(EXTRAHIERTER TEXT)
+ + + + +
Die Vereinbarung mit Ericsson betrifft aber nur das öffentliche Kernnetz, also die 5G-Core-Rechenzentren. Ob Vodafone auch beim "Mobile Edge Computing" ebenfalls auf Huawei verzichten wird, ist noch nicht beschlossen: Bisher gebe es das Edge Computing nur auf Projektbasis, in den meisten Fällen werde dabei Technik von Ericsson genutzt, sagt ein Vodafone-Sprecher. In diesem Segment gebe es aber eine Vielzahl von Anbietern.
Die Wettbewerber haben einen ähnlichen Kurs eingeschlagen. Telefónica mit seiner Marke o2 verbaut Technik von Ericsson im Kernnetz sowie Anlagen von Huawei und Nokia im Antennennetz. Die Deutsche Telekom setzt beim Kernnetz nach eigenen Angaben "auf europäische und amerikanische Hersteller" (und präferiert Open RAN) und beim Antennennetz auf Ericsson und Huawei.
+ + + + +
(DEINE AUFGABEN)
(1) Warum ist laut dem Text über die 5G-Netzausrüster noch nicht beschlossen, ob Vodafone beim „Mobile Edge Computing“ auf Huawei verzichtet? Antworte in ein bis drei Sätzen.
(2) Welche Hersteller liefern laut dem Text über die 5G-Netzausrüster die Anlagen für das Antennennetz von Telefónica?
(3) Führe den Text über die 5G-Netzausrüster nach seinem letzten Satz weiter.
Die Datensätze stammen aus einer anderen Quelle.
+ + + + +
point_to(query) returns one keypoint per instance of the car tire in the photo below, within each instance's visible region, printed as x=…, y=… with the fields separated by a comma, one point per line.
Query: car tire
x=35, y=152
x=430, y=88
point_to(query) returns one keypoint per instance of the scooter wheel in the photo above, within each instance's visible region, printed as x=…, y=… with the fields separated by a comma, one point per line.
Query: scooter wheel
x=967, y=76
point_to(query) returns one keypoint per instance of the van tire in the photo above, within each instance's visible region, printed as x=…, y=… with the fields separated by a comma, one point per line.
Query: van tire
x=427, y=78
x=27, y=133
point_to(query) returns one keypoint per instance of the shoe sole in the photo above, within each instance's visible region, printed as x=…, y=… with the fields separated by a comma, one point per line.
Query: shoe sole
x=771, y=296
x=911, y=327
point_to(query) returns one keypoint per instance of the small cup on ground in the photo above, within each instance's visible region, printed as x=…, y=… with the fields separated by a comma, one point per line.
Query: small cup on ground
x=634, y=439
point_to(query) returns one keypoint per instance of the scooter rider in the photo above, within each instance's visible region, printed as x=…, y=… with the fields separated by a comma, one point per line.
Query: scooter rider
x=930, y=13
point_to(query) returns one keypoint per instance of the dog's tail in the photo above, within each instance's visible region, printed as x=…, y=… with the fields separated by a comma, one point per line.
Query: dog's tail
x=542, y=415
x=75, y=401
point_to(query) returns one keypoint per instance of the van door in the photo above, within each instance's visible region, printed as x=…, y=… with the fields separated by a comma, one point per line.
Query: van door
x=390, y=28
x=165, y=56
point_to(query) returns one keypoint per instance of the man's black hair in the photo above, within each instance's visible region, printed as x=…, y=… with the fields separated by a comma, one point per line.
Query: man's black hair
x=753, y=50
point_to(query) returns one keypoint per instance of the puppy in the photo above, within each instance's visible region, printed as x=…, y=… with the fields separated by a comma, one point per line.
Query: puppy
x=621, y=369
+ + + + +
(ANTWORTEN JE AUFGABE)
(1) Laut einem Vodafone-Sprecher gibt es Edge Computing bisher nur auf Projektbasis, und meist wird dabei Technik von Ericsson genutzt. Außerdem gibt es in diesem Segment eine Vielzahl von Anbietern.

(2) Huawei und Nokia.

(3)
Antennennetz ist unkritisch
Die Wahl der Zulieferer beim Antennennetz hat für die Telekom einen einfachen Grund: Bei der energiesparenden SRAN-Technologie (Software gesteuerte flexible Basisstationen) können die neuen 5G-Komponenten nur auf 4G-Komponenten desselben Herstellers aufgesetzt werden. Künftig soll dieses Limit durch die Open-RAN-Technologie (die noch im Erprobungsstadium sich befindet) aufgebrochen werden.
Als vierter Mobilfunk-Netzbetreiber ist die 1&1 AG in den Startlöchern. Der "Welt am Sonntag" hatte Konzernchef Ralph Dommermuth kürzlich verraten, dass man das neue Netz ohne chinesische Anbieter plane.